● SOURCE EXCERPT
Vimperk (; ) is a town in Prachatice District in the South Bohemian Region of the Czech Republic. It has about 7,300 inhabitants. The town centre is well preserved and is protected by law as an urban monument zone.

Historically Vimperk has been known as an important regional trade centre, being located on the Golden Trail from Passau to Prachatice. Vimperk is also renowned for its glass-making and printing traditions.

Administrative parts
Vimperk is made up of three town parts and 19 villages:

Vimperk I
Vimperk II
Vimperk III
Arnoštka
Bořanovice
Boubská
Cejsice
Hrabice
Klášterec
Korkusova Huť
Křesanov
Lipka
Michlova Huť
Modlenice
Pravětín
Skláře
Solná Lhota
Sudslavice
U Sloupů
Veselka
Vnarovy
Výškovice

Geography
Vimperk is located about  west of Prachatice and  west of České Budějovice. The southern half of the municipal territory lies the Bohemian Forest and is protected as the Šumava Protected Landscape Area, the northern part lies in the Bohemian Forest Foothills. The highest point of the municipal territory is the mountain Šerava with an altitude of , other high mountains include Kamenná hora () and Kupa (). The town is situated in the Volyňka River valley.

Climate
Vimperk enjoys a version of humid Continental climate (Dfb) with cool and wet conditions year-round. Although frequently falling precipitations are mostly in the form of rain, totalling 940 mm, yet also many snow falls. There are four pronounced seasons with quite cold, wet, and relatively sunny winter season, which is replaced during April with sunnier and even wetter warm seasons continuing until October when winter season starts again. Average round the clock temperatures in July stays on mere +15.5 °C and January mean temperatures equals −3.9 °C. The whole year average is .

History

The whole area was covered by deep forest until the middle of the 13th century, when the Vimperk Castle was founded. The castle was most likely founded by King Ottokar II to protect the border and the new branch of the Golden Trail, the important trade route from Passau to Bohemia. In the 1260s, Ottokar II lent the manor and the castle, which included the walled fortress with a tower house and a palace, to the noble family of Janovic. In 1370, the properties of Janovic family forfeited to the royal crown.

● THE TASKS
1) According to the text on Vimperk, about how many inhabitants does the town have?
2) Decide whether each statement agrees with the text on Vimperk, answering yes or no and quoting the words of the text that settle it: (a) The town lies in the Volyňka River valley. (b) The Janovic family founded Vimperk Castle. (c) Vimperk consists of four town parts.
3) Continue the text on Vimperk from its last sentence.

● INFORMATION SHOWN
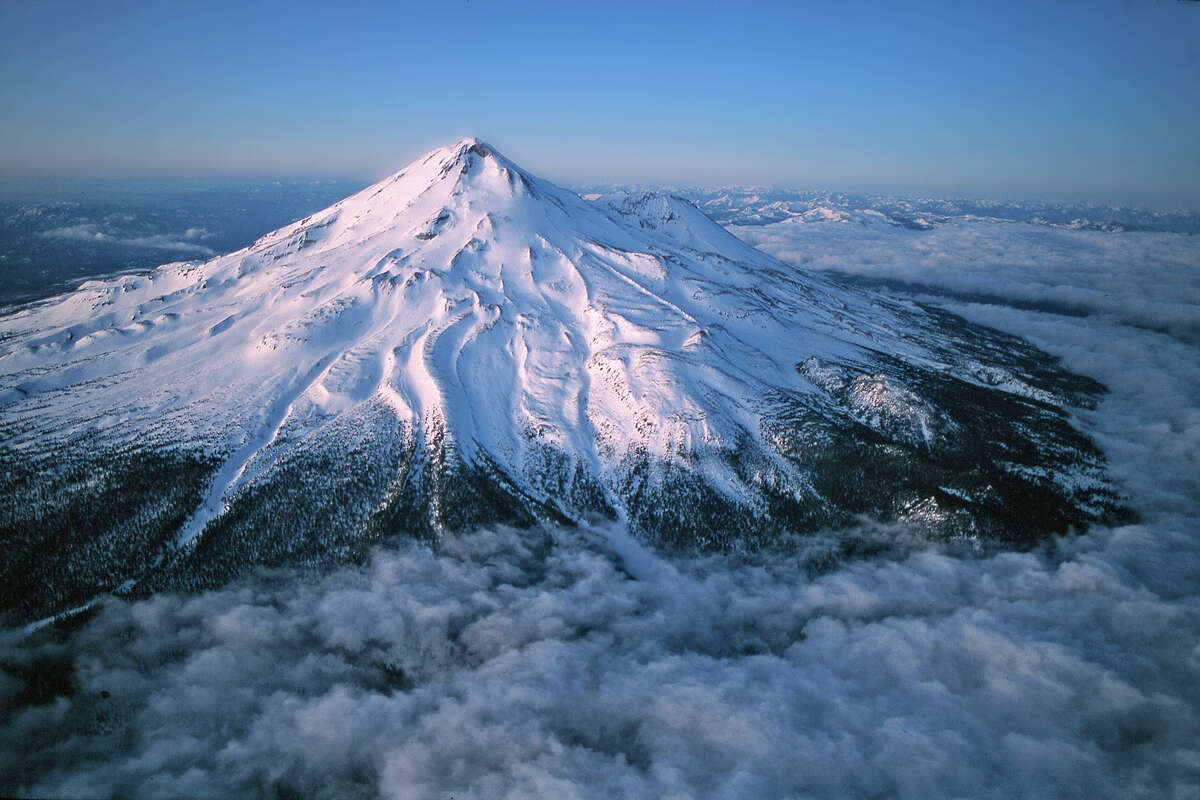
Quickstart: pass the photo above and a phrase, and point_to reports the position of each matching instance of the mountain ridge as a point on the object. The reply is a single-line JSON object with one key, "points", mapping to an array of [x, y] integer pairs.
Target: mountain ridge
{"points": [[465, 343]]}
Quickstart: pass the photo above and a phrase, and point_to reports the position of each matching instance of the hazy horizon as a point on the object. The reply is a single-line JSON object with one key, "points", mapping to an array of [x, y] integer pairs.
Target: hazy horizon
{"points": [[1078, 101]]}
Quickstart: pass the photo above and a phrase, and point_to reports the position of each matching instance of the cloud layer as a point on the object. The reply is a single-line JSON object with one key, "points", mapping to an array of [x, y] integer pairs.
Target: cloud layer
{"points": [[576, 663]]}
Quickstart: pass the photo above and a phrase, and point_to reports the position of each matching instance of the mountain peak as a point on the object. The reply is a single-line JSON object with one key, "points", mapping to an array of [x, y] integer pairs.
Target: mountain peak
{"points": [[463, 343]]}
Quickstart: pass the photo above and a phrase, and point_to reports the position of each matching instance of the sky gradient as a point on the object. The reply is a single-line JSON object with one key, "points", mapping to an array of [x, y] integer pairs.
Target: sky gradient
{"points": [[1056, 101]]}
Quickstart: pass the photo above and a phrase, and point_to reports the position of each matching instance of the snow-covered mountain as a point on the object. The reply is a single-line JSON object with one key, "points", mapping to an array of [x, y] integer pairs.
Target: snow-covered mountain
{"points": [[463, 343]]}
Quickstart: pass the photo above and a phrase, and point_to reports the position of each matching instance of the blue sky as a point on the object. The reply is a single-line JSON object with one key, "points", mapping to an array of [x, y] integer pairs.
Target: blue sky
{"points": [[1077, 100]]}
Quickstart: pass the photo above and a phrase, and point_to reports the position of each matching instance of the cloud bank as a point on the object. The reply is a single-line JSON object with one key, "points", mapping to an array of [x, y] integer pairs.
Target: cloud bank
{"points": [[93, 232], [577, 663], [1134, 278]]}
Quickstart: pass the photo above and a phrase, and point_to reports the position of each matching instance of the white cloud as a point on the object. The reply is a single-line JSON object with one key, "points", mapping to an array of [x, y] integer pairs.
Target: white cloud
{"points": [[577, 663], [91, 232]]}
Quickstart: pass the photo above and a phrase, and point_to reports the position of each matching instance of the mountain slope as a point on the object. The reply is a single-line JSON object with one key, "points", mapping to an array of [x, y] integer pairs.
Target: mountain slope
{"points": [[465, 343]]}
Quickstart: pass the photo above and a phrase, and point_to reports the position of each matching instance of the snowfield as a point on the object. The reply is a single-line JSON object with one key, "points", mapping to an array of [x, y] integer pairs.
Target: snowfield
{"points": [[592, 660]]}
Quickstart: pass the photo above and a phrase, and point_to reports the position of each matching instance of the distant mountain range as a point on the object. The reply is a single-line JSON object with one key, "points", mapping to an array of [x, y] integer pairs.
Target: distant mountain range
{"points": [[465, 343]]}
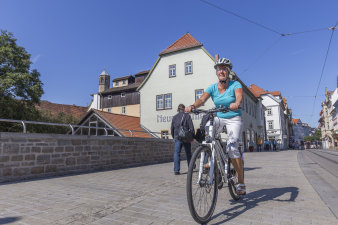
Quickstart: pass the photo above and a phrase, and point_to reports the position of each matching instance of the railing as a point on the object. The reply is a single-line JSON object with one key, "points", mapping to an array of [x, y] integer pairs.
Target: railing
{"points": [[71, 126]]}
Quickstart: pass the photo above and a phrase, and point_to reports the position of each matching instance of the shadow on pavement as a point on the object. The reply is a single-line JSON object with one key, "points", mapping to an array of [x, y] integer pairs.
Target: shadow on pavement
{"points": [[9, 220], [252, 200], [251, 168]]}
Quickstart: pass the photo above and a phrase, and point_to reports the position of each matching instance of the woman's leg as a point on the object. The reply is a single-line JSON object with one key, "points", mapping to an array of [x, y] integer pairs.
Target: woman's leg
{"points": [[178, 146]]}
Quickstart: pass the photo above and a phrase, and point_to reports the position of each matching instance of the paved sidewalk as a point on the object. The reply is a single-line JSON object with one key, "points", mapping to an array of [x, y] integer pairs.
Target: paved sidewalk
{"points": [[278, 193]]}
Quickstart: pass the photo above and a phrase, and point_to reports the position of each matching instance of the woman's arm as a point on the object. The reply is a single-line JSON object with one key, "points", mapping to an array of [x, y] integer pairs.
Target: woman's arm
{"points": [[239, 96], [198, 103]]}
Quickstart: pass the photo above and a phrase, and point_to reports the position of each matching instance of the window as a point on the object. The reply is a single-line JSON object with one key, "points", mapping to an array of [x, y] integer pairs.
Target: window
{"points": [[198, 93], [167, 100], [159, 102], [188, 67], [172, 70], [270, 124], [163, 101], [269, 111], [164, 134]]}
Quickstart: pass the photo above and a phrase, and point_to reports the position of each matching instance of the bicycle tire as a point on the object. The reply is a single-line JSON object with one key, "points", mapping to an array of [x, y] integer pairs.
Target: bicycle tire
{"points": [[198, 216]]}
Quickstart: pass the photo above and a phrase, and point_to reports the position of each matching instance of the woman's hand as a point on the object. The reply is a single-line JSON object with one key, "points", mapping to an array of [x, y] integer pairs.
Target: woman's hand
{"points": [[234, 106], [189, 108]]}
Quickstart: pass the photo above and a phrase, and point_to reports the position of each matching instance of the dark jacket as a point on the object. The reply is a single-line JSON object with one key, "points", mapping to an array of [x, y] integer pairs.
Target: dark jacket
{"points": [[176, 122]]}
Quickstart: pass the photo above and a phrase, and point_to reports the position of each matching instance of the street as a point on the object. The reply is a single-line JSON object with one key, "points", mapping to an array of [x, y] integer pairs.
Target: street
{"points": [[321, 169], [277, 193]]}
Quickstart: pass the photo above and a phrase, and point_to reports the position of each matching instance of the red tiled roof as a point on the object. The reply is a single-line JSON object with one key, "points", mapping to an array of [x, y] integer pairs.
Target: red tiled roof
{"points": [[184, 42], [76, 111], [295, 120], [142, 73], [275, 93], [124, 122], [258, 91]]}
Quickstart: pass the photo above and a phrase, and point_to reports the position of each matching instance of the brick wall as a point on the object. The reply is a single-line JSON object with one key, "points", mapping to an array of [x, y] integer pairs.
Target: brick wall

● EXERCISE RESPONSES
1) About 7,300.

2)
(a) Yes: "The town is situated in the Volyňka River valley."
(b) No: "The castle was most likely founded by King Ottokar II"
(c) No: "Vimperk is made up of three town parts and 19 villages"

3)
From the end of the 14th century, Vimperk manor was a property of the noblemen Kaplíři of Sulevice. During their rule, the settlement and the castle were merged into a single fortified unit and an outpost, mighty round tower Haselburg, was built. Despite the era of Hussite Wars, Vimperk prospered, and in 1479, it was granted the town rights by King Vladislaus II. After it was owned by Malovci of Chýnov for a short period, Vimperk was acquired by the Rosenberg family in the 16th century. During their rule, tha trade on the Golden Trail reached its peak. Probably during the 16th century the castle began to be rebuilt into the Renaissance chateau.

During the war in 1547 led by Czech Protestants against the King Ferdinand I, the citizens of Vimperk sided with the Czech Protestants. After Ferdinand's eventual triumph he gained Vimperk among his spoils. in 1553 he sold Vimperk to Jáchym of Hradec, but it was seized by William of Rosenberg. William's brother Peter Vok of Rosenberg (the last member of the Rosenberg family) sold the town in 1601 to Volf Novohradský of Kolovraty, who sided with the Czech Protestants during the rebellion of 1618. On 10 July 1619 Vimperk Castle was occupied by the imperial forces under Illow. On 22 and 23 October 1619, the castle and town were regained by Protestant forces under Arnošt of Mannsfeld, but the main castle was horribly damaged as a consequence of the battle.

Between 1622 and 1624 Jáchym Novohradský of Kolovraty built new castle buildings over portions of the castle that had been destroyed. This construction and other expensive activities ruined him financially so that he was forced in to sell the castle in 1630 to Oldřich, Count of Eggenberg. The Eggenberg family owned Vimperk Castle until 1719, when the House of Eggenberg died out and all of the Eggenberg holdings, including Český Krumlov manor, fell to the Schwarzenberg family.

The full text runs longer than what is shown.